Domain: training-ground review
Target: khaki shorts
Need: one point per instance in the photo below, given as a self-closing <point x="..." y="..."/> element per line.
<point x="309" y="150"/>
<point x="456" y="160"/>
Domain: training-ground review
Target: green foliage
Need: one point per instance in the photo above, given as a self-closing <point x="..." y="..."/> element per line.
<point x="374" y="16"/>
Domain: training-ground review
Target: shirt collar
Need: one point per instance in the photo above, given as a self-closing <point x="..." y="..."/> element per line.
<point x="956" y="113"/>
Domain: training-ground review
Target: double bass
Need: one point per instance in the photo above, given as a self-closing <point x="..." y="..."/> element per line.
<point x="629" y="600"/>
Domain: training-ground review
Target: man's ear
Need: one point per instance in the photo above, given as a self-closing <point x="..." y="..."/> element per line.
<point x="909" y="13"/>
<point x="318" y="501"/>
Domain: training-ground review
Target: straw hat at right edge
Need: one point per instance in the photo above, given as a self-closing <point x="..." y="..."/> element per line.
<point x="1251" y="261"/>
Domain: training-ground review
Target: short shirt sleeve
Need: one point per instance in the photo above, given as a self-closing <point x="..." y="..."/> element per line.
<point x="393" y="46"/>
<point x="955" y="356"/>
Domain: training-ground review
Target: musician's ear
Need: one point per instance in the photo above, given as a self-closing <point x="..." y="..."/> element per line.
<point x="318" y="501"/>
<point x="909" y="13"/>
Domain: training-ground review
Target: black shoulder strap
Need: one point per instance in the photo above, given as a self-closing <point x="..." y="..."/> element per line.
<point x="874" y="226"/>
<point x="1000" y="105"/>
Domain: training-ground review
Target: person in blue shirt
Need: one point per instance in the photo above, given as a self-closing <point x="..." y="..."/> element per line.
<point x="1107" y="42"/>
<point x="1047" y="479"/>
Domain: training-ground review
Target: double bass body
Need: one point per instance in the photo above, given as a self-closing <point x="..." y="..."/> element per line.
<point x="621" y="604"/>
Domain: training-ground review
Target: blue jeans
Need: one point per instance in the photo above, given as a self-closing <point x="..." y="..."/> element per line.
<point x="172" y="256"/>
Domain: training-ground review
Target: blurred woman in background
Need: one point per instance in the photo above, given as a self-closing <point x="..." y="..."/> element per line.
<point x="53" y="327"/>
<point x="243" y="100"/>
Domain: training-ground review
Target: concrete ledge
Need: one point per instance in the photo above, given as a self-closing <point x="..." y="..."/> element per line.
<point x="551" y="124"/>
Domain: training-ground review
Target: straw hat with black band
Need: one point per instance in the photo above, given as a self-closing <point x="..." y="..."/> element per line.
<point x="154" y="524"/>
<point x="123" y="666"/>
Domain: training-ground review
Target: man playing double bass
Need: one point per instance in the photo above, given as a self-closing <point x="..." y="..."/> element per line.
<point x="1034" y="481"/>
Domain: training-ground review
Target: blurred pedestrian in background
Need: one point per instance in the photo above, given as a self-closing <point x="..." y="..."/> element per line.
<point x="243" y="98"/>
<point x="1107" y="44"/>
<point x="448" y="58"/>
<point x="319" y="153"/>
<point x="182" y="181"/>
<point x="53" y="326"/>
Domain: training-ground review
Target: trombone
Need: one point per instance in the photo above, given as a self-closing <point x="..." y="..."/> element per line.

###

Problem statement: From the records above, extract every entry exactly as given.

Output below:
Domain: training-ground review
Target: khaki shorts
Need: one point per instance in the photo below, given as a self-closing <point x="..." y="..."/> element per line.
<point x="309" y="150"/>
<point x="456" y="160"/>
Domain: training-ground review
Target: green foliage
Need: one point per instance in the photo above, given as a self-closing <point x="..." y="..."/> element per line.
<point x="374" y="16"/>
Domain: training-ground review
Target: shirt collar
Need: one point per instance in the photo above, given as a self-closing <point x="..." y="..."/> element per line.
<point x="956" y="113"/>
Domain: training-ground review
Target: double bass
Need: one point per instance in the photo above, given as a self-closing <point x="..." y="..."/> element per line.
<point x="629" y="600"/>
Domain: training-ground review
Target: man's ear
Need: one point per instance in the photo above, given as a self-closing <point x="..." y="..."/> element per line.
<point x="909" y="13"/>
<point x="318" y="501"/>
Domain: training-ground review
Target: straw hat at right edge
Need: one point per instance in the photo above, given as a self-closing <point x="..." y="..."/> element per line.
<point x="1251" y="261"/>
Domain: training-ground review
Target: short shirt sleeve
Need: one point per instance in the photo above, given as a self-closing <point x="..." y="..."/> element per line.
<point x="393" y="46"/>
<point x="955" y="356"/>
Domain: training-ground review
Target: musician's ear
Need: one point per instance in the photo above, given as a self-closing <point x="..." y="..."/> element per line.
<point x="318" y="501"/>
<point x="909" y="13"/>
Domain: training-ground review
Target: black shoulder strap
Need: one point per instance in the photo above, given as a self-closing <point x="..." y="..."/> element per line.
<point x="874" y="226"/>
<point x="1000" y="105"/>
Domain: training-ground review
Target: person in blue shirt
Need: one point per instance in the photo above, given as a self-closing <point x="..." y="..."/> element per line.
<point x="1107" y="42"/>
<point x="1047" y="479"/>
Domain: training-ground review
Target: double bass body
Need: one point per instance in the photo above, given as a self-closing <point x="..." y="..."/> element per line.
<point x="621" y="604"/>
Domain: training-ground review
Target: blue jeans
Need: one point per instance in the photo above, given as a self-closing <point x="..." y="..."/> element per line.
<point x="172" y="256"/>
Domain: training-ground review
Target: blurred woman in background
Need: one point per instance in the photo above, given as a self-closing <point x="..." y="..."/> element per line.
<point x="53" y="327"/>
<point x="243" y="100"/>
Domain: training-ground review
Target: concrete ledge
Need: one point per instance in the photo above, given as a self-closing <point x="..." y="..."/> element per line.
<point x="551" y="124"/>
Domain: training-ground review
Target: straw hat with black band
Need: one point per instance in the photo above, given as a self-closing <point x="..." y="..."/> element per line.
<point x="154" y="524"/>
<point x="123" y="666"/>
Domain: training-ground review
Target: man playing double bass
Need: one point per instance in the photo above, given as a self-closing <point x="..." y="..."/> element per line.
<point x="1034" y="481"/>
Domain: training-ground review
Target: blurred pedestrian in background
Need: one point per instance in the photo above, given as a self-closing <point x="..." y="..."/> element per line.
<point x="243" y="98"/>
<point x="1107" y="44"/>
<point x="448" y="58"/>
<point x="319" y="153"/>
<point x="182" y="181"/>
<point x="53" y="326"/>
Domain: training-ground review
Target: trombone
Need: one point per instance in the photo above, given as a self-closing <point x="..." y="..."/> element per line.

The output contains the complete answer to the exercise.